>> begin SOURCE TEXT

What a crock of BS. As a guitar builder who works his butt off to make people happy, it really pisses me off to read generalized statements like this.

I'm not having a go at you in specific, I'm attacking the mindset that all builders are going to take a year longer or all builders are going to rip you off and all this other crap that goes on. It's generalized attitude that hurts the good guys.

I admit that I fell three months behind my schedule last year and that was only because I built a whole new workshop from the ground up, including tree removal and earth moving all the way thjrough to underground cables and building all new workbenches the works, the govt took longer processing approvals etc than I planned for and it set me back. 

I worked my butt off to catch up, I have kept all my customers in a constant loop so that at any given time they know exactly what status their guitars are at as well as providing hundreds of build pics along the way. I also worked extra long hours and worked on my days off as well as stopped taking orders for several months so that I am now well ahead of schedule and can start builds without a stupid long wait.

So knowing my own work ethic and being that I'm a full time builder who does this for a living, I take offense to generalized statements and I'm sure there are other builders just like me.

Again, I'm not having a go at you in specific, I'm having a go at the mindset and I wish people would not bundle all luthiers into the one basket. There's enough guitar builders out there to pick and choose, so I suggest buyers do some research, see what times guitar builders are putting out, see who delivers or not. Don't always go for the cheapest as you usually get what you pay for. Don't go to hobby builders who are just starting out and charging business rates either, it's a bad scenario. You'll always get better quality from someone who is 100+ guitars, in fact I personally believe anyone with less than 100 builds shouldn't even call themselves a luthier. Stick to registered businesses as that way you'll get better protection as a business is bound by laws, you should get better service from a business and you should get a better guitar. 

Anyway, not all builders are the same, so look out for and support the good ones so that they are around for the long haul.

Also, to the OP, two weeks is nothing to a huge business like you are dealing with. Shoot them an email, I'm, sure it's nothing.


----------



## bostjan (Mar 2, 2017)

demonx said:


> What a crock of BS. As a guitar builder who works his butt off to make people happy, it really pisses me off to read generalized statements like this.
> 
> I'm not having a go at you in specific, I'm attacking the mindset that all builders are going to take a year longer or all builders are going to rip you off and all this other crap that goes on. It's generalized attitude that hurts the good guys.



Not simply to be contrary, but I don't think anybody was saying ALL builders work that way. If you were to state that MOST builders take less than a year to complete a full custom build, I would call you out on that, since it's simply a reality that a vast majority of builders doing a full custom will take over a year. This is not directed at all toward your shop, specifically, and I am sure there are plenty of examples of quick builds, but the expectation in general is what it is.

To address the second clause of your sentence: probably most luthiers are on the up-and-up, but, at least the ones around ss.o who pop up quickly and advertise super quick turnaround and super low prices, historically, have been, well, I wouldn't say scammers, but a lot of people were separated from their money and never received a functional instrument. This doesn't seem to be too common with builders outside the flash-in-the-pan category, but I can think of two instances that totally caught me off guard. The moral of the story, though is just to be careful. I've gone with small builders for a number of projects and only got screwed once (knock wood).

>> end SOURCE TEXT

PROBLEM 1
Gather every line of the entries below that contains the string "awning", and treat case as significant.

>> begin DATA EXCERPTS

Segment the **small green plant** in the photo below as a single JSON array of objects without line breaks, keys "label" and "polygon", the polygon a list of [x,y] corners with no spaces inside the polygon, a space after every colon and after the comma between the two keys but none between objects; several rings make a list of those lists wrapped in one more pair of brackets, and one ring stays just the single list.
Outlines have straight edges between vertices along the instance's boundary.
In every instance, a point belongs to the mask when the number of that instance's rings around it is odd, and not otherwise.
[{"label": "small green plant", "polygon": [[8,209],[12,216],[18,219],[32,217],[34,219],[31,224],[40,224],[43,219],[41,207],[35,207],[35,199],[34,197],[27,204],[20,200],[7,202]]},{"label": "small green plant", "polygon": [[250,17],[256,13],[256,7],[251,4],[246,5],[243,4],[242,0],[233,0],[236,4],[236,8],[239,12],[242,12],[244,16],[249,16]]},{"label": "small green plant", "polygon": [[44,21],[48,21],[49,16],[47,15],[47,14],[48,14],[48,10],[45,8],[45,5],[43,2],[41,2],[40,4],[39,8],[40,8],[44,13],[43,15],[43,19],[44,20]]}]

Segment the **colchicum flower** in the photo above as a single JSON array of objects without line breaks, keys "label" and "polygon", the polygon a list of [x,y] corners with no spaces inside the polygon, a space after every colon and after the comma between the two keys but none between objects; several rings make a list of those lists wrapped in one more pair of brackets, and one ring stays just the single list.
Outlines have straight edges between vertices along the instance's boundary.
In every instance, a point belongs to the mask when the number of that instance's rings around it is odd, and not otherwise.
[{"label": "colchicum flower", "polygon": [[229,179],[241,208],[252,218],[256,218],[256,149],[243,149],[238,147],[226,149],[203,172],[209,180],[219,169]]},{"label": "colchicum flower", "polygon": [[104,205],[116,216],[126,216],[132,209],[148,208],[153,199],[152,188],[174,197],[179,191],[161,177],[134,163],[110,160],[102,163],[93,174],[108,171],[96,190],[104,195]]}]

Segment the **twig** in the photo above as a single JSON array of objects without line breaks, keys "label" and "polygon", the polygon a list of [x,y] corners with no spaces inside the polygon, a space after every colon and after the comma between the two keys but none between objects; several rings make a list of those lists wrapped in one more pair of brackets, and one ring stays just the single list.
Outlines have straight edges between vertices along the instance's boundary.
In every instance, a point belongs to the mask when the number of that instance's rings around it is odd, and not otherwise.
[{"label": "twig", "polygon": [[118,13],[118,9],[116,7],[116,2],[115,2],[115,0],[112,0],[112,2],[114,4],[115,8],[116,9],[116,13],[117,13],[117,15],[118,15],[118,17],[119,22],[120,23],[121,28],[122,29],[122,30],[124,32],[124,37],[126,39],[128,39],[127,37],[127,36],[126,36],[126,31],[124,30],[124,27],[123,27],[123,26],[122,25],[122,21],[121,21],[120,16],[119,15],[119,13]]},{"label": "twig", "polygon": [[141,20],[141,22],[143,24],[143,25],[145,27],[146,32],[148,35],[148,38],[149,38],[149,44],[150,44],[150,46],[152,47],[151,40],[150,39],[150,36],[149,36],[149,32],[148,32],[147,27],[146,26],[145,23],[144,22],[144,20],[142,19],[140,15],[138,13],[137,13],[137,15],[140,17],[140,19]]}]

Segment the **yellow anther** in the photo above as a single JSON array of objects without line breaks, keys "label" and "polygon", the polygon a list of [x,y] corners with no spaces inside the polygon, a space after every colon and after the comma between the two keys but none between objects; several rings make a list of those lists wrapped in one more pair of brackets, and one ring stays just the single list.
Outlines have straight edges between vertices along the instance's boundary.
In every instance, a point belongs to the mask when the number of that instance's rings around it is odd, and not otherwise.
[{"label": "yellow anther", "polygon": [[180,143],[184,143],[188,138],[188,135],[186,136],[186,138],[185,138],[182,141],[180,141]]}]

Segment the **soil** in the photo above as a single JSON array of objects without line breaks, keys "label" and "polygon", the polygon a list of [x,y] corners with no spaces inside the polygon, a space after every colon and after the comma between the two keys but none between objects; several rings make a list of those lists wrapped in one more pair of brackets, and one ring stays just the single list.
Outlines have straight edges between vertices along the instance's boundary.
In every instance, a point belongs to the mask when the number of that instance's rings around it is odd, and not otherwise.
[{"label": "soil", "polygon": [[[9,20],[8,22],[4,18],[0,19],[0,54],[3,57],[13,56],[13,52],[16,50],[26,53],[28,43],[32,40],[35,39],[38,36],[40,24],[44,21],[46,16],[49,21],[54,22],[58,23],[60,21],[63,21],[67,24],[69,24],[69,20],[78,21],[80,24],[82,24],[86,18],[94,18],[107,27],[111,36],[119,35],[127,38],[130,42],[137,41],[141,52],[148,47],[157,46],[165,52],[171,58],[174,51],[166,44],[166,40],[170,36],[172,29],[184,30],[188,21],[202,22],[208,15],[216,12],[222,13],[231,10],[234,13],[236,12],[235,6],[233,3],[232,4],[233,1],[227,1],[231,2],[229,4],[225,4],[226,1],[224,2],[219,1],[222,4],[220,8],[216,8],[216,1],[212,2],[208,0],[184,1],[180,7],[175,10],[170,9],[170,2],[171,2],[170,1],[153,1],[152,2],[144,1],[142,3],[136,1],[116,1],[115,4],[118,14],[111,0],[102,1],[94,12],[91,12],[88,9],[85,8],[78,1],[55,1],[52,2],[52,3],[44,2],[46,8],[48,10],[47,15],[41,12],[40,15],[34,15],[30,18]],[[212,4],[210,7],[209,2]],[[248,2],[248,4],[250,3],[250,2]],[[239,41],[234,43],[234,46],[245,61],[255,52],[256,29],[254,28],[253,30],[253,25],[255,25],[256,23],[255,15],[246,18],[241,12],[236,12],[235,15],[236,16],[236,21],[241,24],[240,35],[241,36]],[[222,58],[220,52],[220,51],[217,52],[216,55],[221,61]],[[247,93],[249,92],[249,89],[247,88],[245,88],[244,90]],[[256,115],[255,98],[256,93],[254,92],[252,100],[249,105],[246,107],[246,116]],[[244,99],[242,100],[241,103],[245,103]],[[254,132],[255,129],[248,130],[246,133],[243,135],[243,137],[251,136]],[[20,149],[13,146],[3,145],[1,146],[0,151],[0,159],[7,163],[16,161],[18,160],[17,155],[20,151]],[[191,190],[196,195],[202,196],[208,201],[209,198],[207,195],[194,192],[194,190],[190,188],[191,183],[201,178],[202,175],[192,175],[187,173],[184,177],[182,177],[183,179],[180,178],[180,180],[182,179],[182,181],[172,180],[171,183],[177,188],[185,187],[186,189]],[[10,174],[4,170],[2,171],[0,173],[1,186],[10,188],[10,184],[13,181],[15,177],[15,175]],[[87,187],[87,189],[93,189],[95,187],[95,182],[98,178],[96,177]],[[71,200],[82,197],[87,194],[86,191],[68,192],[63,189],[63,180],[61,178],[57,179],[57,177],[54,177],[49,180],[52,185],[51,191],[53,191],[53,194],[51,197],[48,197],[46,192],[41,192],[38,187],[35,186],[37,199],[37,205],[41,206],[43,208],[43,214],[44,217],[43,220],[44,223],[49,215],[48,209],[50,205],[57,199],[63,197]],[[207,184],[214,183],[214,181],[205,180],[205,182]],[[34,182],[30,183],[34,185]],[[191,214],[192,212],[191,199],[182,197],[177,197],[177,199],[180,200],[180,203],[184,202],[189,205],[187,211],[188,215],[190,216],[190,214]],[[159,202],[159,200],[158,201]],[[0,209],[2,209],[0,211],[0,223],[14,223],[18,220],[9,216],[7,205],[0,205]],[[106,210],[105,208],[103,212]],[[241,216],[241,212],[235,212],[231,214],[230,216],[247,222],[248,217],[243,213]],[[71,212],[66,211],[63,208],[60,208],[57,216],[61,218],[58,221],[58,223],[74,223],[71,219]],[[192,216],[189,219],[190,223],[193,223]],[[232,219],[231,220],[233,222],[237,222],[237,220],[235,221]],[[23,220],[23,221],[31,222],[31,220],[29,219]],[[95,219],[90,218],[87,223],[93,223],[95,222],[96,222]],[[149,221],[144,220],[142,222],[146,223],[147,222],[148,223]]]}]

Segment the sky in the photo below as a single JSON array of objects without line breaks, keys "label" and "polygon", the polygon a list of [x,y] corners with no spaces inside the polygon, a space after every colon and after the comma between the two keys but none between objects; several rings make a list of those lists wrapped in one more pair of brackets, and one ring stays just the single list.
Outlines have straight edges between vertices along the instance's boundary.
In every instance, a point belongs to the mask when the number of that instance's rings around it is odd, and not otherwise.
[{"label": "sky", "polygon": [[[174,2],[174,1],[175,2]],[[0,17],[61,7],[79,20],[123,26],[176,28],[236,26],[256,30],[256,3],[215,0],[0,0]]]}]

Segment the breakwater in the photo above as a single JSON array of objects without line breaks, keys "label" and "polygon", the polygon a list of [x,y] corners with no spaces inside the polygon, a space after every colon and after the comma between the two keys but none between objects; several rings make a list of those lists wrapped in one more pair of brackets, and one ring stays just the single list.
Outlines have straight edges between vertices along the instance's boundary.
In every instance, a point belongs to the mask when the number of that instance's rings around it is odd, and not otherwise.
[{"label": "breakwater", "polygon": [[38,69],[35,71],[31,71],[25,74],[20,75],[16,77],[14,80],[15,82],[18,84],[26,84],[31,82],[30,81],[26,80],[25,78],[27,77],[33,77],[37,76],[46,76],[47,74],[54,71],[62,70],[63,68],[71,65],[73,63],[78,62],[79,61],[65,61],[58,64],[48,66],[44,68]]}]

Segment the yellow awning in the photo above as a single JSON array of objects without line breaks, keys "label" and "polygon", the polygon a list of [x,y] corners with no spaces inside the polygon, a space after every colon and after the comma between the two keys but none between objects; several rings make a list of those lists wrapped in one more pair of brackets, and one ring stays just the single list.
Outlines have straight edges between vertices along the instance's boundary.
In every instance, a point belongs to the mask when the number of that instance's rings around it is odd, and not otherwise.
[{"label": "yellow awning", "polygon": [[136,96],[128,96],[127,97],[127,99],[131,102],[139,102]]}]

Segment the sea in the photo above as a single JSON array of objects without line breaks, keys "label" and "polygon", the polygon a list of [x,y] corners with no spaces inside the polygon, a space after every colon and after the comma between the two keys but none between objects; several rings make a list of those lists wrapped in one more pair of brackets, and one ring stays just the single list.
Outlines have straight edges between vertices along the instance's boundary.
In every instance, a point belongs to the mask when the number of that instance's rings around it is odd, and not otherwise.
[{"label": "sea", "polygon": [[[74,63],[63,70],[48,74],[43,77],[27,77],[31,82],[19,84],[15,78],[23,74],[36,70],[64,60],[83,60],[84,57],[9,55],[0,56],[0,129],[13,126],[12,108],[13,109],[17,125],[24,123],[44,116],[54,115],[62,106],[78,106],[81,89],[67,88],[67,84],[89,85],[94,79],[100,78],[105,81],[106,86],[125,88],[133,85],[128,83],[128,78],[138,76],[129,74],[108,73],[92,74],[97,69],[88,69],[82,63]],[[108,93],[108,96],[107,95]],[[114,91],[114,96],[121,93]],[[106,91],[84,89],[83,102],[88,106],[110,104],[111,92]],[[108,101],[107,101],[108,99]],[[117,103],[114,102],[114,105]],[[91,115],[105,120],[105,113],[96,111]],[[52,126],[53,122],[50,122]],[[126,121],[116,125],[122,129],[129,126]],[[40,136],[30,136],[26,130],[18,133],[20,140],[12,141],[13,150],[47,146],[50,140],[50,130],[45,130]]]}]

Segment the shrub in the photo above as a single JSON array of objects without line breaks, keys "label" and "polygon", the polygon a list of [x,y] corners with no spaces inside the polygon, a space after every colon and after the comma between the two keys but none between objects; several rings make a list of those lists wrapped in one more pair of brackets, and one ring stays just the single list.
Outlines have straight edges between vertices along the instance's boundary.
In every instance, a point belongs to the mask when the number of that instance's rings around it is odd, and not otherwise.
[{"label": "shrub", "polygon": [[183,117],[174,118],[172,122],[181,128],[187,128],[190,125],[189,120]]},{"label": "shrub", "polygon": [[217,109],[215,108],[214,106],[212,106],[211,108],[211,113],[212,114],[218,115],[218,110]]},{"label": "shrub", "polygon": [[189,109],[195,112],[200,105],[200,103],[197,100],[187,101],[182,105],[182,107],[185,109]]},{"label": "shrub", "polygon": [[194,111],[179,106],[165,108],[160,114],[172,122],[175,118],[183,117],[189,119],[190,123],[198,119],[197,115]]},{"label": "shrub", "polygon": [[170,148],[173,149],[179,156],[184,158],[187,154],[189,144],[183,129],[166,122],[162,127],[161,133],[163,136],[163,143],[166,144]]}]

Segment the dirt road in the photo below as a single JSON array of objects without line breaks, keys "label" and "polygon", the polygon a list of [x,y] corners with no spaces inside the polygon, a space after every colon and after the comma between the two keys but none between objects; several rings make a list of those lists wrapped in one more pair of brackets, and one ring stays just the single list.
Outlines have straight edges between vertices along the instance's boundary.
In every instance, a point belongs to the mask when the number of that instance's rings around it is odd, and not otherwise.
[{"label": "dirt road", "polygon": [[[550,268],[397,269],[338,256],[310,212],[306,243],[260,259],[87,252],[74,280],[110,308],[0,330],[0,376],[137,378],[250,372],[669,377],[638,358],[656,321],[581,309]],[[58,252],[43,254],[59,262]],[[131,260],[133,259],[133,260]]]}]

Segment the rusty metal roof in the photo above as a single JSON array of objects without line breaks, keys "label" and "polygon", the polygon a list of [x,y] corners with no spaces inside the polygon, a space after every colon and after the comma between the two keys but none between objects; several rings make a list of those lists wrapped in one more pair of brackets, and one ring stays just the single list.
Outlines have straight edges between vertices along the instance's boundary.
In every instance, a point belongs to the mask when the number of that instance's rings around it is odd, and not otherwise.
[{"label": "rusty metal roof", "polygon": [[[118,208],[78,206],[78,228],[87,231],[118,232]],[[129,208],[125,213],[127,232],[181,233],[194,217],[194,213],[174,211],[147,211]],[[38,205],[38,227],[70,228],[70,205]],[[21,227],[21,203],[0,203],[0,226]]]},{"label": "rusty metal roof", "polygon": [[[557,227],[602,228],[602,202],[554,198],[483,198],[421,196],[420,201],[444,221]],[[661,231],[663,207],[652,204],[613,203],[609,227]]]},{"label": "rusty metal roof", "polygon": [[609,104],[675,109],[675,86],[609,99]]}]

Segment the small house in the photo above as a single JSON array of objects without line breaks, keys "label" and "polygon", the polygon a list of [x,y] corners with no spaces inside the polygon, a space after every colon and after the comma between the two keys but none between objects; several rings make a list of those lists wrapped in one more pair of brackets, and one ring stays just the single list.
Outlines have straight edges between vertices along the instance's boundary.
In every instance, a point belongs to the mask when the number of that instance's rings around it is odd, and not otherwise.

>> end DATA EXCERPTS

PROBLEM 2
According to the forum thread, below how many builds does the guitar builder think someone shouldn't call themselves a luthier?

ANSWER 1
Segment the yellow awning in the photo above as a single JSON array of objects without line breaks, keys "label" and "polygon", the polygon a list of [x,y] corners with no spaces inside the polygon, a space after every colon and after the comma between the two keys but none between objects; several rings make a list of those lists wrapped in one more pair of brackets, and one ring stays just the single list.
[{"label": "yellow awning", "polygon": [[136,96],[128,96],[127,97],[127,99],[131,102],[139,102]]}]

ANSWER 2
100 builds.